The entries below are to be printed again word for word.

__Records from a data collection__.
== == ==
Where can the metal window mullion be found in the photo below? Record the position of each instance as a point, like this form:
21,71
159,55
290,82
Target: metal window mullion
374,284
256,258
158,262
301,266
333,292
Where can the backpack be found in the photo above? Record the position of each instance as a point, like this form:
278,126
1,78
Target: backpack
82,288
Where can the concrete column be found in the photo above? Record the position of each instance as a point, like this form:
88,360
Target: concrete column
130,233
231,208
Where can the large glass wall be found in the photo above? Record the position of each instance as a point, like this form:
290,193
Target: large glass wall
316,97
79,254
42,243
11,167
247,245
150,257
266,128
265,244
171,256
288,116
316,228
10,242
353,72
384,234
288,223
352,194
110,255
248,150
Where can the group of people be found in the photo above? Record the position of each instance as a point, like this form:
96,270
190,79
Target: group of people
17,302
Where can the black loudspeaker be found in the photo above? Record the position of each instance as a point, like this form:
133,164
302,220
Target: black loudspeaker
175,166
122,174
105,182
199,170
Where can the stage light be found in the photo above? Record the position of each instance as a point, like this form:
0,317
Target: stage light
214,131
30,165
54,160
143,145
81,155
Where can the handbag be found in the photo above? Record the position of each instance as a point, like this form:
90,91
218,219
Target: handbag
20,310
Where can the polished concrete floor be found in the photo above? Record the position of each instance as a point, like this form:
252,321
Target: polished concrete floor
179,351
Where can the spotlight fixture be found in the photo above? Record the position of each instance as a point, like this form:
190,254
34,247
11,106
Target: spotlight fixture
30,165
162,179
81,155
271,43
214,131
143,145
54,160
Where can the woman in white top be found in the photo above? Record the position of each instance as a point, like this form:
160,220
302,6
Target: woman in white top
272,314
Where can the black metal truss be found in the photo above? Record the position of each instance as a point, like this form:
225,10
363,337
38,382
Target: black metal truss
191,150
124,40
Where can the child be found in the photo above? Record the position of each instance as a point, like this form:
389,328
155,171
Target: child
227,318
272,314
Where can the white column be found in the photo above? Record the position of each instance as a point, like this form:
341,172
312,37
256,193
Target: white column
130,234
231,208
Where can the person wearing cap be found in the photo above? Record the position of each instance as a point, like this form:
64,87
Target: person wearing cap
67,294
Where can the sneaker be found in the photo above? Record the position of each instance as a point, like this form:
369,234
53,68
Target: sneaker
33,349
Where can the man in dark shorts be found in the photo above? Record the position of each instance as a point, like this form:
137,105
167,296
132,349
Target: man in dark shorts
== == ==
__RESPONSE AREA__.
Where can the metal window mullion be found in the photo below? Record the position of each instance as a point, like this form:
21,71
159,55
290,82
Target: metal window mullion
374,284
256,258
158,262
301,266
333,292
Where can the backpack be found in the photo above? Record the position of each instance as a point, like this form:
278,126
1,78
Target: backpack
82,288
Where can the concrete column be found in the photo above? Record the position of each instance as a point, like this form:
88,360
Target: concrete column
130,233
231,208
Where can the large glass wall be found in the photo above? Record the position of each instance as a point, like this form:
290,193
Target: large glass wall
316,97
79,254
42,243
11,167
247,245
150,257
266,128
265,244
171,256
288,116
316,228
10,242
353,72
384,234
288,223
352,194
110,255
248,150
Where can the group of people be found in the photo above? Record the position of each instance as a point, like this form:
96,270
190,79
Target: group of people
17,302
Where can the black loudspeaker be found in the photo above? Record the position of each instance as a point, like this form:
133,164
302,220
Target: black loudspeaker
175,166
122,174
105,182
199,170
Where can the stage light be found in the photo above? Record the position of each instance as a point, like this form:
0,317
Target: stage light
214,131
30,165
54,160
143,145
81,155
Where can the handbag be found in the photo above? Record the position of each instance as a point, like this form:
90,91
218,219
Target: handbag
20,310
Where can the polished concrete floor be found in the photo above? Record the position of each instance as a point, like this form:
252,321
Target: polished concrete floor
179,351
Where can the spotlight fixture be found in the photo above? Record the position of each instance as a point, like this form:
190,254
34,247
11,106
Target: spotlight fixture
30,165
162,179
81,155
271,43
214,131
143,145
54,160
Where can the woman in white top be found in the photo above? Record the position of each instance as a point, like this form:
160,220
302,6
Target: woman in white top
272,314
Where can the black metal truss be found in the photo above? Record the position of each instance as a point, like this form:
225,10
363,337
38,382
Target: black metal truss
191,150
124,40
Where can the child be found in the photo above? Record the position of each instance as a point, like this form:
389,328
155,171
Target: child
227,318
272,314
Where can the white column be found in the photo above? Record the position of each instance as a point, like this form:
341,172
312,37
256,193
Target: white column
130,234
231,208
Where can the person wearing cap be found in the photo above? Record the position of each instance as a point, like this form:
64,87
Target: person wearing cap
67,294
Where can the sneaker be found in the photo above? Record the position of each instance as a point, like this form:
369,234
53,68
Target: sneaker
33,349
Where can the man in dark shorts be found in the photo above? Record the position of each instance as a point, like this form:
137,105
167,296
132,349
Target: man in dark shorts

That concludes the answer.